Collect every line of the records below that contains the word "water".

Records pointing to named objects
┌──

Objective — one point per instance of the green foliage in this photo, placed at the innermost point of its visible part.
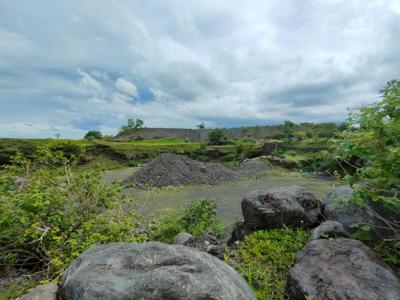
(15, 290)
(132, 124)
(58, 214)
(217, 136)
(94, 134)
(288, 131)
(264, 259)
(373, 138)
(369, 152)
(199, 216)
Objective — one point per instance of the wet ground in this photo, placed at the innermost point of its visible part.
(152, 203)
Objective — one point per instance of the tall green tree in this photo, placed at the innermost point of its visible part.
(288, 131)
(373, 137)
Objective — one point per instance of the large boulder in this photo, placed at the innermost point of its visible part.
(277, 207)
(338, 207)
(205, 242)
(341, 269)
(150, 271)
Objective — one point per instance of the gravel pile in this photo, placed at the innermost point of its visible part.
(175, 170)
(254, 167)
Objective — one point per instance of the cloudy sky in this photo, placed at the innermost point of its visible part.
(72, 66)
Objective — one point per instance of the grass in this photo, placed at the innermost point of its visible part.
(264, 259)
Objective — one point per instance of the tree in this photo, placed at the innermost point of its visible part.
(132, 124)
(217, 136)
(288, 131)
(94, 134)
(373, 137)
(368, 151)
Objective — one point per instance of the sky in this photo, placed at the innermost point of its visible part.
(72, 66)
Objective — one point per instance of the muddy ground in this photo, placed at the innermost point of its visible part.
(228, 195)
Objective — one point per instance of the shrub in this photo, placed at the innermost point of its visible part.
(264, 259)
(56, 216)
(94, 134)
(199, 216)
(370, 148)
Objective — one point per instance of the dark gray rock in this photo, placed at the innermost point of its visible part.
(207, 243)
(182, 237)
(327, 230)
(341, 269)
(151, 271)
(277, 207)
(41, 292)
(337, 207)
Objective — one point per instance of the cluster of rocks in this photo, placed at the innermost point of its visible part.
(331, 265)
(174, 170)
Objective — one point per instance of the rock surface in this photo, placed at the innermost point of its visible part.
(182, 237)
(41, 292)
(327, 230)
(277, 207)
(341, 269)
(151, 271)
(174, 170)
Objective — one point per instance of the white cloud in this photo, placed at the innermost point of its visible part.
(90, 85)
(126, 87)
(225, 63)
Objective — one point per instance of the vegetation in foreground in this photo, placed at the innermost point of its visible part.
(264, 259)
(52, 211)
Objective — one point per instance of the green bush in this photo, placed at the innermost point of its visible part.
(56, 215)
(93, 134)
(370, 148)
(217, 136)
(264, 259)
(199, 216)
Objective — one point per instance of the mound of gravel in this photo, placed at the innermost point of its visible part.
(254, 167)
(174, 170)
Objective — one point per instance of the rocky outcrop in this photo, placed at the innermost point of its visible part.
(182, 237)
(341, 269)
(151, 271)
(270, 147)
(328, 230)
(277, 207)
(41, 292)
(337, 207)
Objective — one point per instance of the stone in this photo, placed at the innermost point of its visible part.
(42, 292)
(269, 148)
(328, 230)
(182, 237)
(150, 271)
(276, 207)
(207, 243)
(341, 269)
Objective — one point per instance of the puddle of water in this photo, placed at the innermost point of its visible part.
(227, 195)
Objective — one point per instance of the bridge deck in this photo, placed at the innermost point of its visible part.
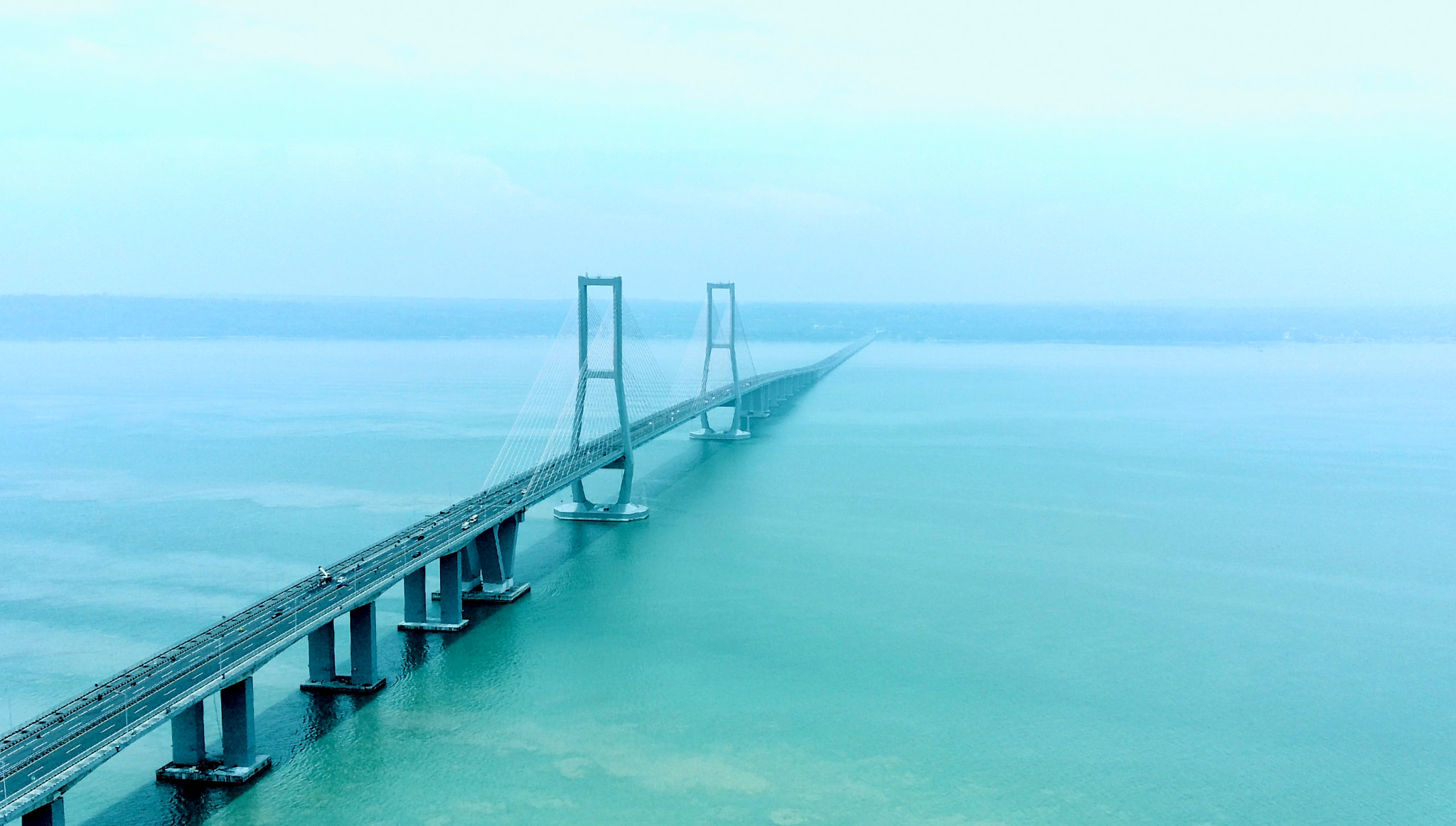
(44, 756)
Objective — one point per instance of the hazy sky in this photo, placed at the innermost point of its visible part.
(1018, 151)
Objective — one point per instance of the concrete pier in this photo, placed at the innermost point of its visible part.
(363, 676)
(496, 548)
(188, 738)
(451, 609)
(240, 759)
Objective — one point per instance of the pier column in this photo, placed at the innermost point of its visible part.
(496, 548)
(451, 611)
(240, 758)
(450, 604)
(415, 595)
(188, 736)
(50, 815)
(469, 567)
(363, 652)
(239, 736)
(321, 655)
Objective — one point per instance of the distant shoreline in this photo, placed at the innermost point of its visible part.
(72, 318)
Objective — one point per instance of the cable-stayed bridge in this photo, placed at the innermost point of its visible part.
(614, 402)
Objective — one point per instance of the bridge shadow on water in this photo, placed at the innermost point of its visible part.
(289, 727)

└──
┌──

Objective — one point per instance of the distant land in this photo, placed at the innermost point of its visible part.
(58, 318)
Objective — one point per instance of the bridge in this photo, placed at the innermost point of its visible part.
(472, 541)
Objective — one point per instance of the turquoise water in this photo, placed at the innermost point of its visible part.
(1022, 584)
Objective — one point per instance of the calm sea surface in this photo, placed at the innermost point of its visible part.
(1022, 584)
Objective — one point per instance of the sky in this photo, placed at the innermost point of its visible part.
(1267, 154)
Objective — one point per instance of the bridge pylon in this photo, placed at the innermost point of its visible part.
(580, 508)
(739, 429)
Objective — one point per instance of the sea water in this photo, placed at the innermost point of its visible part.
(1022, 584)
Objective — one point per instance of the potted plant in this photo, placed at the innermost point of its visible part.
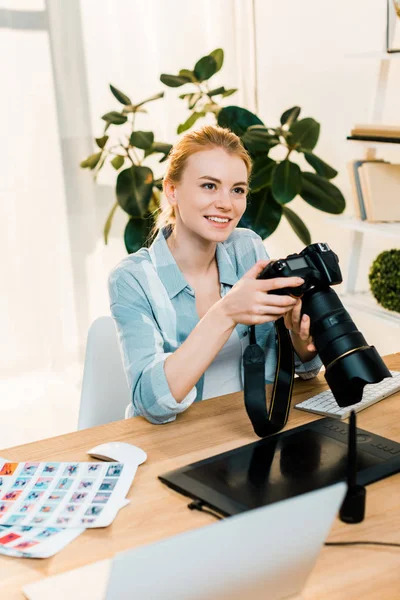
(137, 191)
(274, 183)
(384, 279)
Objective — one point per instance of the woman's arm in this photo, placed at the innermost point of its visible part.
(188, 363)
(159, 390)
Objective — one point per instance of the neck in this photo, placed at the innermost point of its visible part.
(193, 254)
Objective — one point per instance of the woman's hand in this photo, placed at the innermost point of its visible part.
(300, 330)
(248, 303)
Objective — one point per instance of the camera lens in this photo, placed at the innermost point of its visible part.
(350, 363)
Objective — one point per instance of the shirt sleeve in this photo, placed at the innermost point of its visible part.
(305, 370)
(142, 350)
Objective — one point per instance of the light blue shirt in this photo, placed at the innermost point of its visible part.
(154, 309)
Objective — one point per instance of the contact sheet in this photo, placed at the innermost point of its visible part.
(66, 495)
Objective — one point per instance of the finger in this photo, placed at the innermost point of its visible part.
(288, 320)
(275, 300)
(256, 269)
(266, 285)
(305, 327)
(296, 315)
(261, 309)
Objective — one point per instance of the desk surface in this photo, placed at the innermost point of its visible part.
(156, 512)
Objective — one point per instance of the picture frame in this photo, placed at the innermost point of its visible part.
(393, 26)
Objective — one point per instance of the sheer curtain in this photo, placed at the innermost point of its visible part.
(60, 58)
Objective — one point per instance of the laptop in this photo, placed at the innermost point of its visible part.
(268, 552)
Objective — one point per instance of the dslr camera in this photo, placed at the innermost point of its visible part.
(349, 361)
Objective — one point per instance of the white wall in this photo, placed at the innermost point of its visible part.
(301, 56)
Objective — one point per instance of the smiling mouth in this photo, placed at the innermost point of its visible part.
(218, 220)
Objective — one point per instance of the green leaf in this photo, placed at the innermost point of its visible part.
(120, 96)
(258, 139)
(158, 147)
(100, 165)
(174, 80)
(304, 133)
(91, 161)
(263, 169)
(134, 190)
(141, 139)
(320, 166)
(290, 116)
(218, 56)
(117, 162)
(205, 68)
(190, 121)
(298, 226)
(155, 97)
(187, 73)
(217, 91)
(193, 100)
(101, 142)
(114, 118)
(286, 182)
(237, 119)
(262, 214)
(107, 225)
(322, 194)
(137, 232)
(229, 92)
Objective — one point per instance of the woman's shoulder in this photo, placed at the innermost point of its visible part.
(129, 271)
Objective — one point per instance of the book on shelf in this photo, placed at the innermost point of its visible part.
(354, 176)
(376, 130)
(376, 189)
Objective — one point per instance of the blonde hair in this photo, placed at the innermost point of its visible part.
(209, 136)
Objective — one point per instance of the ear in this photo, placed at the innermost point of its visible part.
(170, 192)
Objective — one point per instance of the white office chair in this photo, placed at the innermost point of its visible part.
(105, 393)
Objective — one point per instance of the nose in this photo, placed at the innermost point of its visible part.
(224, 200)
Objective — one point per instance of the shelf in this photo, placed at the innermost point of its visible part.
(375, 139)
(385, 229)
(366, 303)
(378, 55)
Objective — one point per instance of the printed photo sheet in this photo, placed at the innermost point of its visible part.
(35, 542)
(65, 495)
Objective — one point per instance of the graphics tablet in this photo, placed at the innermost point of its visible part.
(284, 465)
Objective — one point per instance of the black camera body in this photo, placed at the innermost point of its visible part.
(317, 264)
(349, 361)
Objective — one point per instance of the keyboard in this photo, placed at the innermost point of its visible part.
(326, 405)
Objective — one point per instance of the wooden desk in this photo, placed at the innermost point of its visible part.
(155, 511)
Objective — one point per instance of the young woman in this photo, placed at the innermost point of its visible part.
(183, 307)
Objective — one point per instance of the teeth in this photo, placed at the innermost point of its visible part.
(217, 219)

└──

> **Exercise output**:
Objective — one point per instance of the puddle of water in this photo, placed at the innermost point of its visible part.
Objective — one point per instance of the bridge shadow on water in this photo, placed at the innermost point of its visible part.
Objective — one point per instance of the turquoise water in this photo, placed at the innermost point of its visible part.
Objective — one point per instance of the sea water in this photo, placed at the innermost point of its visible part.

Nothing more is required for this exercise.